Weigh that against the broader community awareness raised. The paper received a lot of e-mails and calls in response, mostly appreciative, some negative. The positive messages from teachers, parents and others asked how they could help the task force address the problem. The negative were -- let's call it what it is -- racist: "Blacks in general do most of the crime and yet thay (sic) are a minority. Blacks are more violet (sic) and always carry a chip on their shoulder." The saddest message I saw was from a father asking for help with his wayward (white) son. "I know if he continues on the path he is on, he is looking at menial jobs the rest of his life, or prison."
The project wasn't complete. In focusing on the young men, it gave only perfunctory attention to causes of and solutions to the problem of too many young minority males going to prison. (Black and Latino men make up 13 percent of North Carolina's population but nearly 64 percent of prisoners in the state.) That's the "institutional" story that the team chose not to do and, as Stepp acknowledges, there is serious reporting still to be done. "The part of the story yet to be written is the solutions," she said. "The N&O will have failed if we don't come back and follow this in a real solutions kind of way."
As for this work, it's a close call as to whether real human beings were exploited for the purposes of an important story. Given the conscientious attempt to fully inform the participants, and given the broader ripples that the stories generated in the public mind, I'll side with The N&O on this one and say the risk to individuals was worth the potential benefit to society -- and, maybe, to these teenagers. As Stepp says, "I really hope for each of these young men that something will happen in their lives that they don't end up being statistics."

- Set of tasks:
a) In the passage on the newspaper's project, what share of North Carolina's prisoners do Black and Latino men make up?
b) Condense the paragraph of the passage beginning "The project wasn't complete" into a shorter version that keeps its main facts.

[Excerpt from a dataset]
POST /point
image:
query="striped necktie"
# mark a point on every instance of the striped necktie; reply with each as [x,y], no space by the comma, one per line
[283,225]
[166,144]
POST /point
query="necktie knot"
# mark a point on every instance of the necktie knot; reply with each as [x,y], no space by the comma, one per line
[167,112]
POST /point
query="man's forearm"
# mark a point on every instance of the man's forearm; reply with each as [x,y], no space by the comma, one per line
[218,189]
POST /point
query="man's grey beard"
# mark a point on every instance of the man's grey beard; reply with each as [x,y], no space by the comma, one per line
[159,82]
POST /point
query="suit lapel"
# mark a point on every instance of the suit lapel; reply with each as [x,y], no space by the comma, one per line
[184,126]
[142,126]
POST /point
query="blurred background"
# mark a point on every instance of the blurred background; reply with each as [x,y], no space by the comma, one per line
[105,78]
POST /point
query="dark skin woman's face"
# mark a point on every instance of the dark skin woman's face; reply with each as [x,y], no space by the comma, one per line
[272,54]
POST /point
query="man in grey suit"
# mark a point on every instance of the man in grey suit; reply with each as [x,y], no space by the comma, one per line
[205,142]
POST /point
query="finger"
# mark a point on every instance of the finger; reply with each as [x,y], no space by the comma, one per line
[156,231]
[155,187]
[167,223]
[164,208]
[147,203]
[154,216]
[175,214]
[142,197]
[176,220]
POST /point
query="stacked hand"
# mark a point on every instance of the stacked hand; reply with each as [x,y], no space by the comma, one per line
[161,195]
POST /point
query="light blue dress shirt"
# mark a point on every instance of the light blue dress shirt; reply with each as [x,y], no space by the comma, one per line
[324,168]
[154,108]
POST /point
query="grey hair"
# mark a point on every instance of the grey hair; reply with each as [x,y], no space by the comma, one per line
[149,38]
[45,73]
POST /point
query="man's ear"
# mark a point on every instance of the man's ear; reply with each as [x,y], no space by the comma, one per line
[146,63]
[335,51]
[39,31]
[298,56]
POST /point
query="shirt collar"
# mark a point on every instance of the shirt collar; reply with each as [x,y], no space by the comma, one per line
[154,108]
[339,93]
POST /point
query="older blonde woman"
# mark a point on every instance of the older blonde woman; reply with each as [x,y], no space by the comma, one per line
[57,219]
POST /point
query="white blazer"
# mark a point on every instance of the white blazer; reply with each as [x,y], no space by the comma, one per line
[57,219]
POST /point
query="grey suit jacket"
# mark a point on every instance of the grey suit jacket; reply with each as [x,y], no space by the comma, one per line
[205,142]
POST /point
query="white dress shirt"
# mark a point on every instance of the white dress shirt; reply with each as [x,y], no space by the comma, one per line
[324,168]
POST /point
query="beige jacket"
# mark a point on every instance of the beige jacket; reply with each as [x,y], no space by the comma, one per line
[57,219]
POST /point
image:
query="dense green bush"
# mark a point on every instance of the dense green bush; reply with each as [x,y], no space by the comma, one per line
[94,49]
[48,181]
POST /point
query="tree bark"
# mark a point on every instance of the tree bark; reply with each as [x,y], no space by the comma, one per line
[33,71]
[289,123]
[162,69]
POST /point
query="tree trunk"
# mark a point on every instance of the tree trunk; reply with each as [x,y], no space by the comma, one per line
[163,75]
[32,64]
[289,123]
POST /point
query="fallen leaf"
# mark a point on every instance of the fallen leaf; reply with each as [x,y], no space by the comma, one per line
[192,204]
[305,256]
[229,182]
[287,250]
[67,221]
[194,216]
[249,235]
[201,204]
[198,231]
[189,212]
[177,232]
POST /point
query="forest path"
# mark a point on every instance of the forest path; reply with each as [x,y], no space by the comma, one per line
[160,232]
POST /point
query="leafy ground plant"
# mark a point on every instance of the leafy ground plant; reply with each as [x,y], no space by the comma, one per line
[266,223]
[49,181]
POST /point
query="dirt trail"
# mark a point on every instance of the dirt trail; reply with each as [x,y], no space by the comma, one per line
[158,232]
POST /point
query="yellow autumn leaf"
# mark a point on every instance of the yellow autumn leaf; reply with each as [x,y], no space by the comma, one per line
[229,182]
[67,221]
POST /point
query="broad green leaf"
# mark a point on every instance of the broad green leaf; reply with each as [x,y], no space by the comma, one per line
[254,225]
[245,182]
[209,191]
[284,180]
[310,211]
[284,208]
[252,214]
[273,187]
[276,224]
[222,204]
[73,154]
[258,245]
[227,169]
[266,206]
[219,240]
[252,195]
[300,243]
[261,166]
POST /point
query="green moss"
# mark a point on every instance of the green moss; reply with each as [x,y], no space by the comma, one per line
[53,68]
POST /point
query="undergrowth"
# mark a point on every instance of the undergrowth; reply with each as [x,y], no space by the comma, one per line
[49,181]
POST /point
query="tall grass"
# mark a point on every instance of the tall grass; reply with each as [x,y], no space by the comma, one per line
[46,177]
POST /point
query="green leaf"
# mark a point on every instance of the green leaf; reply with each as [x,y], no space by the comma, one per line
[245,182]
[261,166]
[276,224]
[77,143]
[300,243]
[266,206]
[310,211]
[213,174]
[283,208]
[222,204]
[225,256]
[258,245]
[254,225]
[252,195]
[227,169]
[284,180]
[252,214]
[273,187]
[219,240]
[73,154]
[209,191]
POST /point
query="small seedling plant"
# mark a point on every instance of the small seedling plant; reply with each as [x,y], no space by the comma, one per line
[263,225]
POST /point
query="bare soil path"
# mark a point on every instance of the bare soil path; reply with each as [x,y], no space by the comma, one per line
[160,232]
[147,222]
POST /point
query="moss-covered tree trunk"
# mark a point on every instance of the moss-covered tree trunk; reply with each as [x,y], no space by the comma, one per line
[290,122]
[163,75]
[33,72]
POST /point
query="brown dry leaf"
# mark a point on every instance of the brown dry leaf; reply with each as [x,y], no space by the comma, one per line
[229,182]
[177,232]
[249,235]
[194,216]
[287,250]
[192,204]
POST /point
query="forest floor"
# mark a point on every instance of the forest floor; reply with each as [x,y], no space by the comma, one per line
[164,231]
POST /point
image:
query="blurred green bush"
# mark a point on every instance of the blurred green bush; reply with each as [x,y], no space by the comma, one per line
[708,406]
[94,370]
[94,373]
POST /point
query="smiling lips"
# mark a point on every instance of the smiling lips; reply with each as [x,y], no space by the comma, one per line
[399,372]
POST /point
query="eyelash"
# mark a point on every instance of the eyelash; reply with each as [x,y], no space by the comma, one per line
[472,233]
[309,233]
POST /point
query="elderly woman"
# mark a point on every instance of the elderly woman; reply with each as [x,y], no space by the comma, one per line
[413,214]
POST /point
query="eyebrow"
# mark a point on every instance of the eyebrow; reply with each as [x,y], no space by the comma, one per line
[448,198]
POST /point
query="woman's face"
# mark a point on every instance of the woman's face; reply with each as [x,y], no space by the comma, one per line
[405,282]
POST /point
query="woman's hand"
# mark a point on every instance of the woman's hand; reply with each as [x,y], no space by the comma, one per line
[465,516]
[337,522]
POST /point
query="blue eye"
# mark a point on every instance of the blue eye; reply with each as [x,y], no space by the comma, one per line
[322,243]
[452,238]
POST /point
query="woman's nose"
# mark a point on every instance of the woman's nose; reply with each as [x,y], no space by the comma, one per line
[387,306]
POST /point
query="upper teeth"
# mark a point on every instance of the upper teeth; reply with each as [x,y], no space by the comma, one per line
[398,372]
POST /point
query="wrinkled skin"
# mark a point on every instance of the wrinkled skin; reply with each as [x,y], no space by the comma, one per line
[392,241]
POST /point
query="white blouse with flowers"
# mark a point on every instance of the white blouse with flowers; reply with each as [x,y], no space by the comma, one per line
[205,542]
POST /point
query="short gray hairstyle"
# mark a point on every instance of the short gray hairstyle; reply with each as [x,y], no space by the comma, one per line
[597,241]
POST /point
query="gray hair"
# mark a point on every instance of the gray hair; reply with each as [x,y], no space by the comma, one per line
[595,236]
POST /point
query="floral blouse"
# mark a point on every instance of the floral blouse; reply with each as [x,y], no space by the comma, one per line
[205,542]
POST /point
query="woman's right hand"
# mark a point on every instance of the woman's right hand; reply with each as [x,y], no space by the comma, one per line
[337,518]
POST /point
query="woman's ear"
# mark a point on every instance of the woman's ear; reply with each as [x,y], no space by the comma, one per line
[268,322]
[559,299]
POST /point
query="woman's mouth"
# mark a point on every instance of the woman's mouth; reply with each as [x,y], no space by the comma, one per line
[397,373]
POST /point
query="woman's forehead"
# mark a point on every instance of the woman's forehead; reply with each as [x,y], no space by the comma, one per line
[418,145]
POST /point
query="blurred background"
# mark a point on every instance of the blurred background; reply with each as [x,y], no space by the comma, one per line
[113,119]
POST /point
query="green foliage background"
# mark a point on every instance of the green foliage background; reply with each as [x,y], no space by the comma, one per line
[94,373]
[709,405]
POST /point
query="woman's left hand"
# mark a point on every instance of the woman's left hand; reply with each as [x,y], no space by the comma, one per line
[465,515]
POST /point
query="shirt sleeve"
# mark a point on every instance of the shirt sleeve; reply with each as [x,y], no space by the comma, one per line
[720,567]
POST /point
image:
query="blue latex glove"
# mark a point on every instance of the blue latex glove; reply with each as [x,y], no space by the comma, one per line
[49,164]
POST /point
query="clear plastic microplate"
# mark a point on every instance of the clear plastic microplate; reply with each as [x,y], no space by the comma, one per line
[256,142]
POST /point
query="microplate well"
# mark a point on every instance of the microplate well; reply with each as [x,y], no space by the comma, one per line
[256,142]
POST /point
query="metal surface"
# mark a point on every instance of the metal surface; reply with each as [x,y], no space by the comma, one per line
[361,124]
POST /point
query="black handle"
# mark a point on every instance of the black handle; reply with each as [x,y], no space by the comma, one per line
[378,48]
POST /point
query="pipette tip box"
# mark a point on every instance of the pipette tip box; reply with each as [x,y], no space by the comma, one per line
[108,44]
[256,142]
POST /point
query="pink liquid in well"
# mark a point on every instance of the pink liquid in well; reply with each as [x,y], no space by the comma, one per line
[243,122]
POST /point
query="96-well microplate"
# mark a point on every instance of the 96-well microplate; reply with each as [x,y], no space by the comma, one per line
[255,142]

- Solutions to the problems:
a) Nearly 64 percent.

b) The project was incomplete. By focusing on the young men, it gave only cursory attention to the causes of, and solutions to, the high number of young minority males going to prison. Black and Latino men are 13 percent of North Carolina's population but nearly 64 percent of its prisoners. The team chose not to pursue this "institutional" story, and Stepp acknowledges that serious reporting remains. She said the solutions are the part still to be written, and that The N&O will have failed if it does not return to the subject with a real focus on solutions.